───── Text block ─────

You are viewing a plain text version of this content. The canonical link for it is here.

Posted to dev@lucene.apache.org by "Uwe Schindler (Created) (JIRA)" <ji...@apache.org> on 2012/04/14 12:27:17 UTC

[jira] [Created] (LUCENE-3983) HTMLCharacterEntities.jflex uses String.toUpperCase without Locale

HTMLCharacterEntities.jflex uses String.toUpperCase without Locale
------------------------------------------------------------------

                 Key: LUCENE-3983
                 URL: https://issues.apache.org/jira/browse/LUCENE-3983
             Project: Lucene - Java
          Issue Type: Bug
            Reporter: Uwe Schindler
            Assignee: Steven Rowe


Is this expected?

{code:java}
      "xi", "\u03BE", "yacute", "\u00FD", "yen", "\u00A5", "yuml", "\u00FF",
      "zeta", "\u03B6", "zwj", "\u200D", "zwnj", "\u200C"
    };
    for (int i = 0 ; i < entities.length ; i += 2) {
      Character value = entities[i + 1].charAt(0);
      entityValues.put(entities[i], value);
      if (upperCaseVariantsAccepted.contains(entities[i])) {
        entityValues.put(entities[i].toUpperCase(), value);
      }
    }
{code}

In my opinion, this should look like:

{code:java}
      "xi", "\u03BE", "yacute", "\u00FD", "yen", "\u00A5", "yuml", "\u00FF",
      "zeta", "\u03B6", "zwj", "\u200D", "zwnj", "\u200C"
    };
    for (int i = 0 ; i < entities.length ; i += 2) {
      Character value = entities[i + 1].charAt(0);
      entityValues.put(entities[i], value);
      if (upperCaseVariantsAccepted.contains(entities[i])) {
        entityValues.put(entities[i].toUpperCase(Locale.ENGLISH), value);
      }
    }
{code}

(otherwise in the Turkish locale, the entities containing "i" (like "xi" -> '\u03BE') will not be detected correctly).

--
This message is automatically generated by JIRA.
If you think it was sent incorrectly, please contact your JIRA administrators: https://issues.apache.org/jira/secure/ContactAdministrators!default.jspa
For more information on JIRA, see: http://www.atlassian.com/software/jira

        

---------------------------------------------------------------------
To unsubscribe, e-mail: dev-unsubscribe@lucene.apache.org
For additional commands, e-mail: dev-help@lucene.apache.org

[jira] [Resolved] (LUCENE-3983) HTMLCharacterEntities.jflex uses String.toUpperCase without Locale

Posted by "Steven Rowe (JIRA)" <ji...@apache.org>.

───── Information supplied ─────

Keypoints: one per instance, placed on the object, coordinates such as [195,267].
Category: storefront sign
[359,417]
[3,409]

─────

> To be done:
(a) Translate the title sentence of the Lucene bug report, "HTMLCharacterEntities.jflex uses String.toUpperCase without Locale", into German.
(b) Name every HTML entity name that appears in the first code block of the Lucene bug report.
(c) Carry on the Lucene bug report, starting right after its last line.
The material has no connection to the Lucene bug report.

> Answers to the problems:
(a) HTMLCharacterEntities.jflex verwendet String.toUpperCase ohne Locale

(b) xi, yacute, yen, yuml, zeta, zwj, zwnj

(c)
     [ https://issues.apache.org/jira/browse/LUCENE-3983?page=com.atlassian.jira.plugin.system.issuetabpanels:all-tabpanel ]

Steven Rowe resolved LUCENE-3983.
---------------------------------

       Resolution: Fixed
    Fix Version/s: 4.0
    Lucene Fields: New,Patch Available  (was: New)

Committed to trunk.

I don't think it's worth it to backport to the 3.6 branch, since the only danger here was if the set of recognized uppercase variants of HTML character entities ever grew, one of them might contain an "i"; since branch 3.6 is bugfix-only, though, that set will never grow.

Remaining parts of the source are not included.